> TASK TO COMPLETE
Reproduce only the lines from the one containing "Target: window trim" through the end of the rows, both ends inclusive, requests included. Multiply every coordinate in the answers by 2.5, rounding each to a whole number with halves rounded up.

> RECORD EXTRACTS
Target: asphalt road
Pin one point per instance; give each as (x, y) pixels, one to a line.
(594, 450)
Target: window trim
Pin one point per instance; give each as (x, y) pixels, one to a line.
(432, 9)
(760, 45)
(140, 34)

> ANSWER
Target: window trim
Pin one point per instance; give each as (x, y) pixels, one to a line.
(1080, 23)
(1900, 113)
(350, 85)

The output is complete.